Records for this task =>
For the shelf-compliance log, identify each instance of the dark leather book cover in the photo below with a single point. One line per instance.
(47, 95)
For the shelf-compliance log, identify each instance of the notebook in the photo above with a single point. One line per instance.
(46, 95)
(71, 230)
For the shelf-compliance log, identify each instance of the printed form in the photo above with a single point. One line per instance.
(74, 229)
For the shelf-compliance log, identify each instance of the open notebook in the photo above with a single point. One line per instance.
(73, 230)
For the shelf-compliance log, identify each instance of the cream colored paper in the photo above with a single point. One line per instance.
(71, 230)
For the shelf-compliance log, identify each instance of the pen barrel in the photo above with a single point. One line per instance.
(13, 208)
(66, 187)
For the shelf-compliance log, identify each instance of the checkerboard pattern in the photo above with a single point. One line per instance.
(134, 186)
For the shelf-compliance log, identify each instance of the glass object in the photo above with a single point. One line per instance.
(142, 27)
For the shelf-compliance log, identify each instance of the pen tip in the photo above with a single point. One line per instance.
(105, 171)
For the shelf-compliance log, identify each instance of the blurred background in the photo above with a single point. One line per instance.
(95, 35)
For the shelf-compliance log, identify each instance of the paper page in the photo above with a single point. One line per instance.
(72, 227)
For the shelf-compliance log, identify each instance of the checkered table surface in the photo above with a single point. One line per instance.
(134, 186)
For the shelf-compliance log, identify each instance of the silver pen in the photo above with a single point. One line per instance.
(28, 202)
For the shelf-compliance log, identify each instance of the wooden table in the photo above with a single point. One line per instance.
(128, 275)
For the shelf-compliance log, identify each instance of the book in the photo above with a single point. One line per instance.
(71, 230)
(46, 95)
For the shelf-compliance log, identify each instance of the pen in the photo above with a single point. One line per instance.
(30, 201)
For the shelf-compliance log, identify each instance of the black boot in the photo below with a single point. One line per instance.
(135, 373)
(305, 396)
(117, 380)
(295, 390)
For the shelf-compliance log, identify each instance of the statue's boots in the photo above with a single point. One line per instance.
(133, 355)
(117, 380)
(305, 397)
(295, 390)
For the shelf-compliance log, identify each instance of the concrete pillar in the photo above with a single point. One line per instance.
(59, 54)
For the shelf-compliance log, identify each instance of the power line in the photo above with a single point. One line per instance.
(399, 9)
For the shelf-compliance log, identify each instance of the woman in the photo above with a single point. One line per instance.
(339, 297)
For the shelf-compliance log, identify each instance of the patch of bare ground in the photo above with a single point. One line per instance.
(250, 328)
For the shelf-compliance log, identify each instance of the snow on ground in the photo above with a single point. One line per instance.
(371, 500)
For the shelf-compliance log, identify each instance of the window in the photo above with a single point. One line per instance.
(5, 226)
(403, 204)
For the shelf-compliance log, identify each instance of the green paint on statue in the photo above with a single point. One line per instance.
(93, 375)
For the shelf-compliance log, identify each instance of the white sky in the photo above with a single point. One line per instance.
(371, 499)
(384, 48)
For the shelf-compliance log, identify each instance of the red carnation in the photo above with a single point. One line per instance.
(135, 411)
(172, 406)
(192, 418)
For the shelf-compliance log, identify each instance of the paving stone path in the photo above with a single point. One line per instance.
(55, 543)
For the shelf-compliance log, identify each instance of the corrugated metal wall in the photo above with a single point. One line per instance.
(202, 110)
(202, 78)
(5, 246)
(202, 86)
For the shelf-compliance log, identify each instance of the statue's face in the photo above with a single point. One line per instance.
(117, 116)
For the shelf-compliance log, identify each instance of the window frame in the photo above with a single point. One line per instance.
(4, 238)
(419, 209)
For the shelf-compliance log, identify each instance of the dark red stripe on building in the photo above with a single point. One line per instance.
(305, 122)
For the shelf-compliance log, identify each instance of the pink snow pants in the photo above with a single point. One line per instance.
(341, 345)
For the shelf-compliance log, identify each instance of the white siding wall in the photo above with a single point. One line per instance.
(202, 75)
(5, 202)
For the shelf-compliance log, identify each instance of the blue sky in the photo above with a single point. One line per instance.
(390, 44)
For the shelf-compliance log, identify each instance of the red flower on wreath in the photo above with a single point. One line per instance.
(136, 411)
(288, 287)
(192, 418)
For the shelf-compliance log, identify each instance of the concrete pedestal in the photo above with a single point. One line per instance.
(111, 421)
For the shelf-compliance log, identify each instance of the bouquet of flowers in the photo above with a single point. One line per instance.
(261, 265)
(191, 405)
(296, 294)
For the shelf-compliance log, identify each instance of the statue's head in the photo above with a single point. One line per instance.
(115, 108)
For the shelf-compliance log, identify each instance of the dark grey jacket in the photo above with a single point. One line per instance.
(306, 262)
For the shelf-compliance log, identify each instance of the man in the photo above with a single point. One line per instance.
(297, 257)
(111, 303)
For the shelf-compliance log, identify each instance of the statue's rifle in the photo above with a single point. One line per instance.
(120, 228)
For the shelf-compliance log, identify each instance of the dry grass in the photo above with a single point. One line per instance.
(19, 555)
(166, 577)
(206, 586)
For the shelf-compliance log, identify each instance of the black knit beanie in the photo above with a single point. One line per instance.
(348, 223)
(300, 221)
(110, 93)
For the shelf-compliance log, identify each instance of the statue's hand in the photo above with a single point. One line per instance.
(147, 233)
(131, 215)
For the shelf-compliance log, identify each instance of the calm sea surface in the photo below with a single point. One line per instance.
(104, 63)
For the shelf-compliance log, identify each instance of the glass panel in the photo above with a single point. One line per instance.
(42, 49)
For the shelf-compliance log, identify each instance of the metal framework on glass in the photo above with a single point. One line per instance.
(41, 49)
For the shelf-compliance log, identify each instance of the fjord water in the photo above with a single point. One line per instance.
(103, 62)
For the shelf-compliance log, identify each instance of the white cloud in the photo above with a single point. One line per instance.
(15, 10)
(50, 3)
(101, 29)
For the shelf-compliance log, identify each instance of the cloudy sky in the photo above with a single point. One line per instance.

Task item => The answer should be all the entries, restated with no word changed.

Written solution =>
For the shelf-compliance log, identify each instance of the dark leather book cover in the photo below with a single point. One line per instance.
(47, 95)
For the shelf-compliance log, identify each instance of the notebook in the photo above with a single point. One line per instance.
(46, 95)
(71, 230)
For the shelf-compliance log, identify each instance of the printed form in the photo above with a single point. One line per instance.
(74, 229)
For the shelf-compliance log, identify each instance of the open notebook in the photo above with a single point. One line per instance.
(73, 230)
For the shelf-compliance log, identify each instance of the cream colored paper in the photo above with a single point. One line per instance.
(71, 230)
For the shelf-compliance log, identify each instance of the pen barrel in the photo above with a single point. One line per instance.
(13, 208)
(66, 187)
For the shelf-compliance log, identify each instance of the checkerboard pattern in the photo above with a single point. One line per instance.
(134, 186)
For the shelf-compliance log, identify each instance of the glass object in the photo above with a single point. One line per instance.
(142, 27)
For the shelf-compliance log, identify each instance of the pen tip in the photo above with a single point. One line per instance.
(105, 171)
For the shelf-compliance log, identify each instance of the blurred background in the photo above with a single point. One line per instance.
(95, 35)
For the shelf-compliance log, identify each instance of the paper page in the photo above with a single point. One line per instance.
(72, 227)
For the shelf-compliance log, identify each instance of the checkered table surface in the photo above with a single point. One line per instance.
(134, 186)
For the shelf-compliance log, identify each instance of the silver pen in the photo above with a single point. One line per instance.
(28, 202)
For the shelf-compliance log, identify each instance of the wooden table in the photo above with a single point. One line per instance.
(128, 275)
For the shelf-compliance log, identify each instance of the book in the photo above with a single point. One line per instance.
(71, 230)
(46, 95)
For the shelf-compliance log, identify each instance of the pen in the photo above with a single point. One line per instance.
(30, 201)
For the shelf-compliance log, identify each instance of the black boot in the photo below with a single point. One line per instance.
(135, 373)
(305, 396)
(117, 380)
(295, 390)
For the shelf-compliance log, identify each instance of the statue's boots in the photo above with a single point. One line per instance.
(133, 355)
(117, 380)
(305, 397)
(295, 390)
For the shelf-compliance log, identify each instance of the concrete pillar in the photo above with a single point. One line per instance.
(59, 54)
For the shelf-compliance log, identify each instance of the power line in the photo above with a single point. One line per instance.
(399, 9)
For the shelf-compliance log, identify each instance of the woman in the photo above with a single point. One line per instance.
(339, 297)
For the shelf-compliance log, identify each instance of the patch of bare ground in the photo above with a single point. One line per instance.
(250, 328)
For the shelf-compliance log, identify each instance of the snow on ground in the photo above with a single point. One line per instance.
(371, 500)
For the shelf-compliance log, identify each instance of the window in the photo above with a single point. One line per instance.
(5, 226)
(403, 204)
For the shelf-compliance log, identify each instance of the green paint on statue in the photo above with a single point. One line per instance.
(93, 375)
For the shelf-compliance log, identify each instance of the white sky in the photo above with a single point. One line per instance.
(371, 499)
(384, 48)
For the shelf-compliance log, identify each instance of the red carnation in the photo above with a single point. One line per instance.
(135, 411)
(172, 406)
(192, 418)
For the shelf-compliance log, identify each instance of the paving stone path in the photo above with a single point. One line per instance.
(55, 543)
For the shelf-compliance log, identify each instance of the corrugated metal wall in the photo above with a single point. One line per instance.
(202, 110)
(202, 78)
(5, 246)
(202, 86)
For the shelf-compliance log, identify each instance of the statue's face in the photo above with a single point. One line per instance.
(117, 116)
For the shelf-compliance log, identify each instance of the window frame in the photo above with a single point. One line per instance.
(4, 238)
(419, 209)
For the shelf-compliance log, identify each instance of the dark red stripe on building in the photo above with a single point. One line per instance.
(305, 122)
For the shelf-compliance log, identify each instance of the pink snow pants in the photo above with a single point. One line per instance.
(341, 345)
For the shelf-compliance log, identify each instance of the white siding wall in the photo above with a single point. One line per instance.
(202, 75)
(5, 202)
For the shelf-compliance log, identify each instance of the blue sky in the photo above with a single point. One line per instance.
(390, 44)
For the shelf-compliance log, identify each instance of the red flower on wreath in the photo above with a single point. One line per instance.
(136, 411)
(288, 287)
(192, 418)
For the shelf-compliance log, identify each instance of the concrete pedestal in the photo above with a single point. One line per instance.
(111, 421)
For the shelf-compliance log, identify each instance of the bouquet of flowers in the photo above with a single point. One line per instance.
(261, 265)
(191, 405)
(296, 294)
For the shelf-compliance log, identify each instance of the statue's head in the photo above with a single point. One line per instance.
(115, 108)
For the shelf-compliance log, identify each instance of the dark grey jacket in the photo above with a single point. One line per instance.
(306, 262)
For the shelf-compliance log, identify each instance of the man in the photo above with a single point. One line per instance.
(297, 257)
(111, 303)
For the shelf-compliance log, identify each instance of the statue's rifle in the photo above with a single point. One line per instance.
(120, 228)
For the shelf-compliance log, identify each instance of the dry grass in the photo above with a single point. One line per instance.
(19, 555)
(166, 577)
(206, 586)
For the shelf-compliance log, identify each instance of the black knit beanie in the photo above with a single point. One line per instance.
(348, 223)
(300, 221)
(110, 93)
For the shelf-compliance log, identify each instance of the statue's hand in the photo above with a single point. One line per instance.
(147, 233)
(131, 215)
For the shelf-compliance log, identify each instance of the calm sea surface in the photo below with a single point. One line per instance.
(104, 63)
For the shelf-compliance log, identify each instance of the glass panel in the photo above with a single point. One line per instance.
(42, 49)
For the shelf-compliance log, identify each instance of the metal framework on glass in the photo above with a single point. One line per instance.
(41, 49)
For the shelf-compliance log, identify each instance of the fjord water in the photo above with a single point. One line per instance.
(103, 62)
For the shelf-compliance log, identify each instance of the white cloud in the photo above with a single point. One line per instance.
(15, 10)
(50, 3)
(101, 29)
For the shelf-compliance log, identify each instance of the cloudy sky in the photo above with a single point. One line per instance.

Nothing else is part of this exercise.